• [What to produce]: Reproduce every line of the listing below without any changes.

◇ ◇ ◇ ◇ ◇

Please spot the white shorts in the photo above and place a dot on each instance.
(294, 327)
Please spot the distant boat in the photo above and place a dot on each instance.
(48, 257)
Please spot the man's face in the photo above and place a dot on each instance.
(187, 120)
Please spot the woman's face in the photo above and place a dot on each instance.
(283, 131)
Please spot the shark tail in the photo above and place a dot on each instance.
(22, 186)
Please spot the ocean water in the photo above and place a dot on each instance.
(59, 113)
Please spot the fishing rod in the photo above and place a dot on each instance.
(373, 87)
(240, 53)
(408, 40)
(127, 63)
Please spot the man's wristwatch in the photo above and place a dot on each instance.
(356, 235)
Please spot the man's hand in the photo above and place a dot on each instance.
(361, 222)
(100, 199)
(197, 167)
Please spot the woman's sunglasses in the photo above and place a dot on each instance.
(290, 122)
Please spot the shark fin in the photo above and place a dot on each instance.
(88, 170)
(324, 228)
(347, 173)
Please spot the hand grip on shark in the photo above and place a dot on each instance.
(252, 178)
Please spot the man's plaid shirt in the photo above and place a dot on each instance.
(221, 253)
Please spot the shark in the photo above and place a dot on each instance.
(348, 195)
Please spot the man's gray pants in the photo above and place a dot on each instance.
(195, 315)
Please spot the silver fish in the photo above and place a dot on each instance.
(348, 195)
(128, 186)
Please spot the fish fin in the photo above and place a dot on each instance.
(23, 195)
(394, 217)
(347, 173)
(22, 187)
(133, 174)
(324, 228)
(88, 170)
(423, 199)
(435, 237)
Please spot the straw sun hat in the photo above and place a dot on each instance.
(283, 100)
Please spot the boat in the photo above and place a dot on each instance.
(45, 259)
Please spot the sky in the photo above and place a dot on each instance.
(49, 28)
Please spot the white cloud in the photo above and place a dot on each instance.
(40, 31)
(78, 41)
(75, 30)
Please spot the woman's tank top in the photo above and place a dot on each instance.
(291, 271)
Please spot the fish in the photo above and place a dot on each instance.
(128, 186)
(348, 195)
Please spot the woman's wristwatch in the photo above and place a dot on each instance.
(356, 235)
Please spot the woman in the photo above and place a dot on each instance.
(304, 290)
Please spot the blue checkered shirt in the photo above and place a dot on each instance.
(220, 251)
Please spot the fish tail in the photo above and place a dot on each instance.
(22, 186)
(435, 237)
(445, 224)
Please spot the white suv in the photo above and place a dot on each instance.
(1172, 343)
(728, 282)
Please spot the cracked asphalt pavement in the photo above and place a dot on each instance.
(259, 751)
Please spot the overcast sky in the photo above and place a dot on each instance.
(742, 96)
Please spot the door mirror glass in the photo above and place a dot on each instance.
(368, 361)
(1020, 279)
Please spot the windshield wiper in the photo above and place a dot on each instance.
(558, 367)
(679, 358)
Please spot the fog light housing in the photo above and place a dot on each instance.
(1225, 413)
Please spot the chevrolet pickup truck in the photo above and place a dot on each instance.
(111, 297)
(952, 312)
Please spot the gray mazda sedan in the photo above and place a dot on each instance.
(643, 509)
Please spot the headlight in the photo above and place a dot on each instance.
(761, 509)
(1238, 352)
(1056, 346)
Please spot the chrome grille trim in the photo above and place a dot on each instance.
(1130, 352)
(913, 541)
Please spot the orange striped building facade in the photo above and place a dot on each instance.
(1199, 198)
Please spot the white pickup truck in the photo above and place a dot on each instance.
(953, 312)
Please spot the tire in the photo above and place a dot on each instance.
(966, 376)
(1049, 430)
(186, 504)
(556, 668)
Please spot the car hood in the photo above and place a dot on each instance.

◇ ◇ ◇ ◇ ◇

• [Response to the exercise]:
Please spot the white shorts in the photo above and place a dot on each instance.
(294, 327)
Please spot the distant boat in the photo above and place a dot on each instance.
(48, 257)
Please spot the man's face in the photo above and place a dot on each instance.
(187, 120)
Please spot the woman's face in the photo above and place a dot on each instance.
(283, 131)
Please spot the shark tail in the photo above and place a dot on each instance.
(22, 186)
Please spot the ocean water in the photo above and place a dot on each instance.
(59, 113)
Please spot the fishing rod in the photo above and place a dot on each instance.
(373, 87)
(240, 53)
(408, 40)
(127, 63)
Please spot the man's wristwatch in the photo above and place a dot on each instance.
(356, 235)
Please spot the man's hand in the photo above and place a dot on each instance.
(361, 222)
(100, 199)
(197, 167)
Please spot the woman's sunglasses in the photo above and place a dot on each instance.
(290, 122)
Please spot the shark fin in the photo above and place a dot on each instance.
(88, 170)
(324, 228)
(347, 173)
Please spot the hand grip on shark in the photo above and place a dot on each instance.
(252, 178)
Please spot the man's plaid shirt in the photo above and place a dot on each instance.
(221, 253)
Please spot the shark in the photo above and place a dot on each instance.
(348, 195)
Please spot the man's gray pants in the photo above and place a dot on each instance.
(195, 315)
Please spot the silver fish in the photo above and place a dot on each instance.
(348, 195)
(128, 186)
Please spot the fish fin in the photo above and place a dot on each instance.
(23, 195)
(394, 217)
(347, 173)
(22, 187)
(133, 174)
(324, 228)
(88, 170)
(423, 199)
(435, 237)
Please spot the straw sun hat in the photo above and place a dot on each instance.
(283, 100)
Please spot the boat in the photo above and place a dot on each instance.
(45, 259)
Please spot the sky in the photo above and place a dot on each instance.
(49, 28)
Please spot the white cloud in the photo above and place a dot on each instance.
(40, 31)
(78, 41)
(75, 30)
Please spot the woman's tank top in the photo above and place a dot on each instance.
(291, 271)
Please spot the fish in the photo above and place a dot on each instance.
(128, 186)
(348, 195)
Please spot the woman's wristwatch in the photo above and place a dot on each instance.
(356, 235)
Please spot the woman in the photo above and place a dot on each instance.
(304, 290)
Please spot the blue checkered shirt in the photo above and place a dot on each instance.
(220, 251)
Please spot the fish tail in the photo above and place a dot on each instance.
(22, 186)
(435, 237)
(445, 224)
Please spot the white suv in the photo above and place a dot on each instance.
(1172, 343)
(728, 282)
Please spot the cracked asphalt pavement in the photo above and place a dot on each instance.
(259, 751)
Please spot the overcast sky in the photo above and place a dot on each instance.
(742, 96)
Please spot the door mirror glass in the photo above and place a dot on each instance.
(368, 361)
(1020, 279)
Please spot the windshield wiper in the photo above and place a dot on each instance.
(558, 367)
(679, 358)
Please spot the fog light housing in the photo above and place a dot on each instance.
(1225, 413)
Please spot the chevrolet pickup truck in the photo above and place a dot on each instance.
(111, 297)
(952, 312)
Please spot the gray mazda sedan in the photo above and place a dot on each instance.
(643, 509)
Please spot the headlight in the photo above and place a dot on each instance.
(761, 509)
(1238, 352)
(1056, 346)
Please spot the chrome grille trim in the photo above and place a dot on each instance.
(1130, 352)
(913, 541)
Please spot the orange striped building facade in the photo above and place a dot on each instance.
(1199, 198)
Please spot the white pickup truck in the photo above and place a dot on each instance.
(953, 312)
Please spot the tire in the photo above and place a dot on each instance.
(966, 376)
(1049, 430)
(186, 504)
(556, 668)
Please spot the car hood in the photo above and place a dot on each instance.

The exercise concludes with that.